▶ **PROBLEM TO WORK ON**: Nothing in the records may be left out; restate them word for word.

▶ **Natural language region descriptions**:
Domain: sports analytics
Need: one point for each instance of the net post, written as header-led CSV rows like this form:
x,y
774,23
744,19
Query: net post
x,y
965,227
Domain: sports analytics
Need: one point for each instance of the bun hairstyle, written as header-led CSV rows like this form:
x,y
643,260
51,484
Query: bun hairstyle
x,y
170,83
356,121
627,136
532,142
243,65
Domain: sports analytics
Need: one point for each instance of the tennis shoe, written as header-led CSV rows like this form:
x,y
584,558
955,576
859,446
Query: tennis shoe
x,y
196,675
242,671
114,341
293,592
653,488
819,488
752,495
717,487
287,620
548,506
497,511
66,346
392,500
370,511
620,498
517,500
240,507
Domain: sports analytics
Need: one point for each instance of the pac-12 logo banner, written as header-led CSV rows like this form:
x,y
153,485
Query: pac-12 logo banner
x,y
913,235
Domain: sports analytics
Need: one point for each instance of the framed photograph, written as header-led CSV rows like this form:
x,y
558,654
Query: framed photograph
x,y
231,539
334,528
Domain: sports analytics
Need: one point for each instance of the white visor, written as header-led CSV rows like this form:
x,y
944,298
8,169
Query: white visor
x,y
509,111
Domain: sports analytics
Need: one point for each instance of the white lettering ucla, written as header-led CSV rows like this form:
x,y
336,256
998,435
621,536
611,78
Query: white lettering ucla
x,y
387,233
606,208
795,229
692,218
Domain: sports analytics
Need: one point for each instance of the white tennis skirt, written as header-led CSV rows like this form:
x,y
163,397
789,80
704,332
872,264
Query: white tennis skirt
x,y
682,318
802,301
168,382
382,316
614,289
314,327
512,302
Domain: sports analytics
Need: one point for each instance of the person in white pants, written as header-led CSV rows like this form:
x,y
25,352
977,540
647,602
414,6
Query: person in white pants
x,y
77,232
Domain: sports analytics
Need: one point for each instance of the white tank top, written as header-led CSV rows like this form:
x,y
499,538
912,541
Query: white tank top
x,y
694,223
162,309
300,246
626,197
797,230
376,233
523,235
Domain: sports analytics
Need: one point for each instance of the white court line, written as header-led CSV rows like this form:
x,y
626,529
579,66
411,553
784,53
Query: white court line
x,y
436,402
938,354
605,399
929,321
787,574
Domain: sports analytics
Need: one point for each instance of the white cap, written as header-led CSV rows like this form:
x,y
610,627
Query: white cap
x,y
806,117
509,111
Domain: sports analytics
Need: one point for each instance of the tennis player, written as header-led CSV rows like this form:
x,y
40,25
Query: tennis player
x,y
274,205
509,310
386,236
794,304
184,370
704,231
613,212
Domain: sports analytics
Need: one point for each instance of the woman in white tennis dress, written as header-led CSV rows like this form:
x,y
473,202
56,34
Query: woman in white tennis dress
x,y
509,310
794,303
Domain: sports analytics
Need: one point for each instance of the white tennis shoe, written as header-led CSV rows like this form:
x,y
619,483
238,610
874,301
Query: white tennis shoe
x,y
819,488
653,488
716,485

▶ **RESPONSE**:
Domain: sports analytics
Need: one point for each instance of the net post, written as header-led CSV rows like this form:
x,y
774,23
744,19
Query: net post
x,y
965,227
Domain: sports analytics
Need: one point for each instance of the bun hairstyle, written as header-led CSV rows like this form:
x,y
643,260
51,484
Query: bun hairstyle
x,y
170,83
356,121
627,136
532,142
243,65
Domain: sports analytics
Need: one point for each instance of the tennis shoe, written as header-led CSV rows like this form:
x,y
584,558
955,576
859,446
Query: tennis shoe
x,y
196,675
242,671
114,341
293,592
653,488
819,488
752,495
717,487
287,620
548,506
497,511
66,346
392,500
370,511
620,498
517,500
240,507
Domain: sports analytics
Need: one point for each instance of the pac-12 logo banner, written as header-led CSV rows like this form:
x,y
153,485
Query: pac-12 logo banner
x,y
913,235
Domain: sports analytics
Need: one point for each instance of the framed photograph, written as header-led CSV rows like this form:
x,y
558,654
Query: framed photograph
x,y
231,539
334,528
Domain: sports analytics
Need: one point for each instance of the white visor, written as header-led CSV rows like this form:
x,y
944,298
8,169
Query: white visor
x,y
509,111
Domain: sports analytics
Need: one point for each instance of the white lettering ucla, written as header-led CSV rows like this form:
x,y
336,256
998,435
621,536
611,78
Query: white lettering ucla
x,y
387,233
606,208
795,229
692,218
Domain: sports analytics
Need: one point for each instance of the white tennis skirt, written as header-led CSV rows like this form:
x,y
163,397
789,80
704,332
872,264
Query: white tennis skirt
x,y
682,318
802,301
168,382
382,316
614,289
314,327
512,302
Domain: sports analytics
Need: one point for each instance of the person in white pants, written as header-led CSV rows like this form:
x,y
25,352
977,540
647,602
414,6
Query: person in white pants
x,y
77,232
Domain: sports analytics
Need: one point for each instance of the white tank top, written as header-led CSV rows like this form:
x,y
499,538
912,541
Query: white tank top
x,y
694,223
162,309
300,246
626,197
797,230
376,233
523,235
Domain: sports analytics
Need: one point for each instance of the white court line, written as header-led CSV rows like this form:
x,y
626,529
579,66
411,553
784,53
Query: white court line
x,y
436,402
938,354
605,399
929,321
787,574
Domain: sports analytics
Need: one point for each instance of the white cap, written as header-led CSV rows like this form:
x,y
610,627
Query: white cap
x,y
806,117
509,111
Domain: sports analytics
Need: one point for each instance of the tennis player, written as header-led CSV rows like this form:
x,y
40,25
Query: tennis player
x,y
274,205
509,310
386,236
794,304
184,370
704,231
613,212
Domain: sports analytics
Need: one point for each instance of the woman in white tennis dress, written as header-led CSV rows like this form:
x,y
473,202
56,34
Query: woman in white tennis dress
x,y
509,310
794,303
Domain: sports analytics
Need: one point for each instance of the white tennis shoe, written as header-led CSV rows like this form:
x,y
619,483
238,610
874,301
Query: white tennis shoe
x,y
819,488
653,488
716,485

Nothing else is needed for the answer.